Pointing dataset entries
━━━━━━━━━━━━━━━━
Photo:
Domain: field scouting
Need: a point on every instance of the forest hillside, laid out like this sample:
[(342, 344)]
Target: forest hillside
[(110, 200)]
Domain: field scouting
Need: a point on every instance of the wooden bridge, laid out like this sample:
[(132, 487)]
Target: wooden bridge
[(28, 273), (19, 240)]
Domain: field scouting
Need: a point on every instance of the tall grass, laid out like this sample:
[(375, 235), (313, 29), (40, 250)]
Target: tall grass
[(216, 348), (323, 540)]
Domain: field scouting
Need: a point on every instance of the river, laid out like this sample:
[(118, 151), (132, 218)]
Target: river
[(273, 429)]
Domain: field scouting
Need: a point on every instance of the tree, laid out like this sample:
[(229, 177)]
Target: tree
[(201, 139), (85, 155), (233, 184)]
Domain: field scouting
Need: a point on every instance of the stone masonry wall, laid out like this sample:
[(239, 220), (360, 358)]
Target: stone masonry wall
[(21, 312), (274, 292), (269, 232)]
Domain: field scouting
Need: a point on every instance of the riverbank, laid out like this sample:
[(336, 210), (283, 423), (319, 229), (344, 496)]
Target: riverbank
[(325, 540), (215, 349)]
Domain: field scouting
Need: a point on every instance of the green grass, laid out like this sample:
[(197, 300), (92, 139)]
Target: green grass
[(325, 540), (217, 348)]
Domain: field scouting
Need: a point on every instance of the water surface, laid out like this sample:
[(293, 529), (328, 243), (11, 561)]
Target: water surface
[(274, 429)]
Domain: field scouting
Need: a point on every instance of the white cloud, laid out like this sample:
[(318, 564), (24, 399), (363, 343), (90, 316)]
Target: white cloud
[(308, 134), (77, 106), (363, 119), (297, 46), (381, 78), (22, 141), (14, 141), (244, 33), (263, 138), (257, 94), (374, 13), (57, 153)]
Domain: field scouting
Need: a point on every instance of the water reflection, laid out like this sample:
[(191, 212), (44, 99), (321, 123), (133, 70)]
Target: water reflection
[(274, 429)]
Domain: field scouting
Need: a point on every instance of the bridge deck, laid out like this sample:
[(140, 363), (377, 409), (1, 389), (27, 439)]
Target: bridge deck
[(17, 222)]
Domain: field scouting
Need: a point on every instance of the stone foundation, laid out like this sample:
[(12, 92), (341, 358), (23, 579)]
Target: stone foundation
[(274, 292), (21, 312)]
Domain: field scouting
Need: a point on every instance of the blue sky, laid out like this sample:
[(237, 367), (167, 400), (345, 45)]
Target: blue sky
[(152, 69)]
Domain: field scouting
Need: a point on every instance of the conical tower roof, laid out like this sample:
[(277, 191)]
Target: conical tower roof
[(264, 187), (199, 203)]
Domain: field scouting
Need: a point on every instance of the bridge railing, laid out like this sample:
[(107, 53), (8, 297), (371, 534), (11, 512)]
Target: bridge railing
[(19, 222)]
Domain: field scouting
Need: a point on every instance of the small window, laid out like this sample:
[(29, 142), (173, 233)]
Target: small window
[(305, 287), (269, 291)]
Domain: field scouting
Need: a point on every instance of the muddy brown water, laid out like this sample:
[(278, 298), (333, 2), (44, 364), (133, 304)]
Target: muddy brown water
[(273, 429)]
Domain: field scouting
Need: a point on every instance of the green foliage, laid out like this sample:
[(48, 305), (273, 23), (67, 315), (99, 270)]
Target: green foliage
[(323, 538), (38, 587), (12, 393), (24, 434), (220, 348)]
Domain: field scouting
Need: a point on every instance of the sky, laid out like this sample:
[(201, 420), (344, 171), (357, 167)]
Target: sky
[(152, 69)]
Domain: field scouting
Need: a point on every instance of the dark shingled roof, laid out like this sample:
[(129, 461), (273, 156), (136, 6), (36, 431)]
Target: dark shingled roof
━━━━━━━━━━━━━━━━
Copy every one of the entries above, reproducing each line without any change.

Photo:
Domain: field scouting
Need: a point on every instance of the forest hillside, laid out like this sample:
[(342, 344)]
Target: forest hillside
[(110, 200)]
Domain: field scouting
Need: a point on every instance of the wooden bridge, laid out like this sample:
[(132, 487)]
Target: wooden bridge
[(28, 273), (19, 240)]
Domain: field scouting
Need: a point on every instance of the tall grass, laid out like this sample:
[(375, 235), (313, 29), (40, 250)]
Target: tall grass
[(216, 348), (323, 540)]
Domain: field scouting
Need: a point on every instance of the river, laid out like this sample:
[(118, 151), (132, 218)]
Target: river
[(273, 429)]
Domain: field scouting
Need: a point on every instance of the tree, laid out like this sample:
[(229, 177)]
Target: tree
[(201, 139), (85, 155), (233, 184)]
Domain: field scouting
Need: a point on every instance of the stone masonry wall, laid out like this sample:
[(239, 220), (360, 358)]
Target: stone masonry wall
[(21, 312), (274, 292), (269, 232)]
Domain: field scouting
Need: a point on every instance of the riverbank, laid out like this sample:
[(336, 210), (283, 423), (319, 229), (344, 496)]
Target: riverbank
[(325, 540), (215, 349)]
Domain: field scouting
Need: a point on every instance of the green grass, laid out like this sample:
[(197, 300), (92, 139)]
Target: green grass
[(325, 540), (217, 348)]
Domain: field scouting
Need: a point on every instance of the water surface, laid out like this sample:
[(293, 529), (328, 243), (11, 561)]
Target: water surface
[(274, 429)]
Domain: field scouting
Need: a point on every instance of the white cloud, laid out like this sample:
[(318, 564), (24, 399), (363, 343), (90, 316)]
Target: white cloud
[(308, 134), (77, 106), (363, 119), (297, 46), (381, 78), (22, 141), (14, 141), (244, 33), (263, 138), (257, 94), (374, 13), (57, 153)]
Domain: field scouting
Need: a point on every instance of the water reflection, laid out like this sample:
[(191, 212), (44, 99), (321, 123), (133, 70)]
Target: water reflection
[(274, 429)]
Domain: field scouting
Need: a point on every instance of the bridge deck, laid out like this sample:
[(140, 363), (377, 409), (1, 389), (27, 439)]
Target: bridge deck
[(17, 222)]
Domain: field scouting
Need: a point on every instance of the stone foundation, laid out like this sample:
[(12, 92), (341, 358), (23, 579)]
Target: stone foundation
[(274, 292), (21, 312)]
Domain: field scouting
Need: a point on every instance of the blue sky, laid out like this sample:
[(237, 367), (167, 400), (345, 45)]
Target: blue sky
[(152, 69)]
Domain: field scouting
Need: a point on every instance of the conical tower roof, laid out like this sample:
[(277, 191)]
Target: conical tower roof
[(264, 187), (199, 203)]
Domain: field scouting
Need: a point on every instance of the bridge railing, laid out like this sample:
[(107, 53), (8, 297), (371, 534), (11, 512)]
Target: bridge railing
[(19, 222)]
Domain: field scouting
Need: a point on every instance of the small window, laid out like this sample:
[(29, 142), (173, 233)]
Target: small window
[(305, 287), (269, 291)]
Domain: field scouting
Need: a point on every instance of the muddy brown water, laid out like this sample:
[(278, 298), (333, 2), (44, 364), (133, 304)]
Target: muddy brown water
[(273, 429)]
Domain: field scouting
Need: a point on every instance of the green foliage, laid out like this sample:
[(48, 305), (273, 23), (67, 315), (99, 270)]
Target: green foliage
[(323, 538), (38, 587), (12, 393), (24, 434), (220, 348)]
Domain: field scouting
Need: a point on every instance of the sky, laid out like this sample:
[(201, 420), (344, 171), (357, 167)]
Target: sky
[(152, 69)]
Domain: field scouting
Need: a point on every instance of the dark shingled roof, laid out like this sample:
[(129, 461), (273, 156), (136, 6), (36, 431)]
Target: dark shingled roof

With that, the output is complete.